- STATED TASK A -
In the entries that follow the text further down, swap "white pole" for "white post" in everything from the first entry down to the line containing "163 52 L 153", including that line. Return only those lines, with nothing else changed.

- READING PASSAGE -
***

I am expecting something good to come my way soon. Why? I have suffered for a few days trying to get to work a very simple cluster that consistently refused all of my efforts insisting on not letting the first node to start the HA services and to join the cluster. This is not an extraordinary cluster, there is nothing special about just two nodes, one resource group and this is all.
But first, this is how the cluster was created.
# clmgr add cluster lawmsmpa1 \ nodes=lawmsmpa1c1,lawmsmpa1c2 \ type=NSC \ heartbeat_type=unicast \ repositories=hdisk2
hdisk2 has identical PVID on both nodes and its
reserve_policy is set to
no_reserve on both nodes.
# lsattr -El hdisk2 | grep reserve_policy reserve_policy no_reserve
Next, I defined the application controller aka the “entity” identifying the highly available application start and stop scripts.

***

- STATED TASK B -
Write out the whole cluster setup post again, word for word.

***

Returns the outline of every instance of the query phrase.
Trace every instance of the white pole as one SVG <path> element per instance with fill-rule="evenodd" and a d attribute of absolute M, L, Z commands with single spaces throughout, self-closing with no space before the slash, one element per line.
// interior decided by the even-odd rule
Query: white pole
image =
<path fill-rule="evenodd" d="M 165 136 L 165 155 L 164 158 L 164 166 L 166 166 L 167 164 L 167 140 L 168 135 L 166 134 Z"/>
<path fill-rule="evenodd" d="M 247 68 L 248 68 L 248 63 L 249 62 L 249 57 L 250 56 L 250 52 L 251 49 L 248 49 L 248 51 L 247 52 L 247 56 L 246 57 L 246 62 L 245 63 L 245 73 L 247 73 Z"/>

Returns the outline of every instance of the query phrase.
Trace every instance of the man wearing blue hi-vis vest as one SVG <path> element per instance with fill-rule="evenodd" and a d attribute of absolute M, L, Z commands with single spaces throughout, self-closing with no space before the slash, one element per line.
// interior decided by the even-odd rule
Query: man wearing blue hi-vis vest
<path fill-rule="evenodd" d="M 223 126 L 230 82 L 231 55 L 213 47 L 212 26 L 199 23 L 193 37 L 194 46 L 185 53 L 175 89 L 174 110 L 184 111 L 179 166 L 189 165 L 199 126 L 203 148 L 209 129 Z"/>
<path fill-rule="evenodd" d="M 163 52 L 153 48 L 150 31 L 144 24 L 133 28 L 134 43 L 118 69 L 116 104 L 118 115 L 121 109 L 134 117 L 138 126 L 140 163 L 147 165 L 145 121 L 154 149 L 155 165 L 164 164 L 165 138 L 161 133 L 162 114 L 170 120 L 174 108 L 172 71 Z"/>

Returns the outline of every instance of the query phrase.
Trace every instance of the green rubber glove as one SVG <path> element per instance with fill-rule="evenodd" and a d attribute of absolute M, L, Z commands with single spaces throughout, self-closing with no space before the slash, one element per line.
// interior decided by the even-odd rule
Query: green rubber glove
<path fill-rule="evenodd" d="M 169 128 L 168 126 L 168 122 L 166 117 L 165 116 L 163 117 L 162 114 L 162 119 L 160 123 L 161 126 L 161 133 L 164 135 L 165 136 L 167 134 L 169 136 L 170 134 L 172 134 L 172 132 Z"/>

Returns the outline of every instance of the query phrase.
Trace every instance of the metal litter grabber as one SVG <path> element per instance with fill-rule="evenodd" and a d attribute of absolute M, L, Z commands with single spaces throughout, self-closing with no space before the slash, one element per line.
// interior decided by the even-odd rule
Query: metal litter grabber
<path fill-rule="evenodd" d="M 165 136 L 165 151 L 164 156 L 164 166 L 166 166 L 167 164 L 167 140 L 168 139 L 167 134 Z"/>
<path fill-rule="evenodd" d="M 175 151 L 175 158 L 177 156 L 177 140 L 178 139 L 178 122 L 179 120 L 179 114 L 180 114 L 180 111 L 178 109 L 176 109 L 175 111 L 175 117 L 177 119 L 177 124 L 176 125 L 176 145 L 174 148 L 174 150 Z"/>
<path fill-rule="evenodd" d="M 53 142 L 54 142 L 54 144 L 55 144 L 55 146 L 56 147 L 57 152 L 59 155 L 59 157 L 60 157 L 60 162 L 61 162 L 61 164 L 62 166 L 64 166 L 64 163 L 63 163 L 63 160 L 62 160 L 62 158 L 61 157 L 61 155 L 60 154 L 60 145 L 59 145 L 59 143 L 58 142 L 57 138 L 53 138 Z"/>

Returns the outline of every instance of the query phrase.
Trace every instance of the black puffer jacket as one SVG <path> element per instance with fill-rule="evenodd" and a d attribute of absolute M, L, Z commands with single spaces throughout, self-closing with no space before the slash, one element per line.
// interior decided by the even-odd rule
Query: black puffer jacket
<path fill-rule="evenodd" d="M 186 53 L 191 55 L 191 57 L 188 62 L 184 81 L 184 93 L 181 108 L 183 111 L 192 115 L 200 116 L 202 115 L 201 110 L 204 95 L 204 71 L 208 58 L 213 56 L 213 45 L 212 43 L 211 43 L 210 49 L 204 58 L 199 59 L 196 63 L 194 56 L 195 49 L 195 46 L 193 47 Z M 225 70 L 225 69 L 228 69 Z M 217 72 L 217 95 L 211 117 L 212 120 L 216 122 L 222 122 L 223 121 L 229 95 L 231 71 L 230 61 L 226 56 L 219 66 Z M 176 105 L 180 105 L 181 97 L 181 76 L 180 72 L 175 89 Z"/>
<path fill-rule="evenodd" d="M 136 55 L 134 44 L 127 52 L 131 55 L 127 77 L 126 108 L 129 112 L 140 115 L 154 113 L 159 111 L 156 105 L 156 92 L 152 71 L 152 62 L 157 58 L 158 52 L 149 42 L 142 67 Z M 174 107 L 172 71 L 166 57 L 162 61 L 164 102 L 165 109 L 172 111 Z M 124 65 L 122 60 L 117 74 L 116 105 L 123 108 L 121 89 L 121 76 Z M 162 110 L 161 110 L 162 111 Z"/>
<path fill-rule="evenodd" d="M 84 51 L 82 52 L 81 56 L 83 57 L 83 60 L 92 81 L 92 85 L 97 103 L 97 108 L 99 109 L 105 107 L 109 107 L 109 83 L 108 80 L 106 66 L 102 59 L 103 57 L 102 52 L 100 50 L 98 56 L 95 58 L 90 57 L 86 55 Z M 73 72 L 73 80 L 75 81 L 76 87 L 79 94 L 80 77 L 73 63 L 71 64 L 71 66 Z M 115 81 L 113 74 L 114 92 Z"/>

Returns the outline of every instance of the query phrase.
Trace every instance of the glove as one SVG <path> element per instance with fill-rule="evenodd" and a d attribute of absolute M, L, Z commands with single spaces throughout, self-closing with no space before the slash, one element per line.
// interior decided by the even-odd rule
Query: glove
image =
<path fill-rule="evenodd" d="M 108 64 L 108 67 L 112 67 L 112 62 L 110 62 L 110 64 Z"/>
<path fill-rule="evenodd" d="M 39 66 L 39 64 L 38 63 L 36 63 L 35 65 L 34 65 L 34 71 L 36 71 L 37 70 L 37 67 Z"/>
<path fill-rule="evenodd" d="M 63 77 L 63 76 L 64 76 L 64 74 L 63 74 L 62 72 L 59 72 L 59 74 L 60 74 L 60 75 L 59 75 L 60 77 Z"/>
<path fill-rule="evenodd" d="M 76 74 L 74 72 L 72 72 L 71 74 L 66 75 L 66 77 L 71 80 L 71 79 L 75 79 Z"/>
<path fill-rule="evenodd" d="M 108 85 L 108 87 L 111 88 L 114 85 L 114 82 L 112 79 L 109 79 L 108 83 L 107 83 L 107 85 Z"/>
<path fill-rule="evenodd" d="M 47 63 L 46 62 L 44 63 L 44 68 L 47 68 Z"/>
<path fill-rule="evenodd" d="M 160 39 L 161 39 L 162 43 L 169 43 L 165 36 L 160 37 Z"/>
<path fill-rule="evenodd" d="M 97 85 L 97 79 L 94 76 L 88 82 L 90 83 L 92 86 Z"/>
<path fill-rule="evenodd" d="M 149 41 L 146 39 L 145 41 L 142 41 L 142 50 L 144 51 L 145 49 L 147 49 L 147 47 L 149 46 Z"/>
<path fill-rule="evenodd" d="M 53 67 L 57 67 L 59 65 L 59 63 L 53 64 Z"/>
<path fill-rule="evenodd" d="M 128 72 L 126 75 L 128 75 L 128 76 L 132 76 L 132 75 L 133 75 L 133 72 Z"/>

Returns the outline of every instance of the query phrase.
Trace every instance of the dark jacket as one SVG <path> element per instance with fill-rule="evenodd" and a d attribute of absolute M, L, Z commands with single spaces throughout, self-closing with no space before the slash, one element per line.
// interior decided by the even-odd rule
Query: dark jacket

***

- OUTPUT A -
Returns the outline of every instance of the query phrase.
Trace every instance of the white post as one SVG <path> element per instance with fill-rule="evenodd" and a d attribute of absolute M, L, Z commands with single spaces throughout, self-closing with no space before the slash, one element per line.
// interior decided by the even-odd rule
Query: white post
image =
<path fill-rule="evenodd" d="M 165 136 L 165 155 L 164 158 L 164 166 L 166 166 L 167 164 L 167 140 L 168 135 L 166 134 Z"/>
<path fill-rule="evenodd" d="M 247 68 L 248 68 L 248 63 L 249 62 L 249 57 L 250 56 L 250 52 L 251 49 L 248 49 L 248 51 L 247 52 L 247 56 L 246 57 L 246 62 L 245 63 L 245 73 L 247 73 Z"/>

Returns the outline of every instance of the query phrase.
Trace every instance of the man wearing blue hi-vis vest as one SVG <path> element per instance with fill-rule="evenodd" and a d attribute of absolute M, L, Z commands with single spaces throughout, self-closing with no space before the slash, one element per line.
// interior decided by the even-odd rule
Query: man wearing blue hi-vis vest
<path fill-rule="evenodd" d="M 223 126 L 230 82 L 231 55 L 213 47 L 212 26 L 199 23 L 193 37 L 194 46 L 185 53 L 175 89 L 174 110 L 184 111 L 179 166 L 189 165 L 199 126 L 203 148 L 209 129 Z"/>
<path fill-rule="evenodd" d="M 163 52 L 153 48 L 150 31 L 144 24 L 133 28 L 134 43 L 118 69 L 116 104 L 118 115 L 121 109 L 134 117 L 138 126 L 140 163 L 147 165 L 145 121 L 154 149 L 155 165 L 164 164 L 165 138 L 161 133 L 162 114 L 170 120 L 174 108 L 172 71 Z"/>

- OUTPUT B -
I am expecting something good to come my way soon. Why? I have suffered for a few days trying to get to work a very simple cluster that consistently refused all of my efforts insisting on not letting the first node to start the HA services and to join the cluster. This is not an extraordinary cluster, there is nothing special about just two nodes, one resource group and this is all.
But first, this is how the cluster was created.
# clmgr add cluster lawmsmpa1 \ nodes=lawmsmpa1c1,lawmsmpa1c2 \ type=NSC \ heartbeat_type=unicast \ repositories=hdisk2
hdisk2 has identical PVID on both nodes and its
reserve_policy is set to
no_reserve on both nodes.
# lsattr -El hdisk2 | grep reserve_policy reserve_policy no_reserve
Next, I defined the application controller aka the “entity” identifying the highly available application start and stop scripts.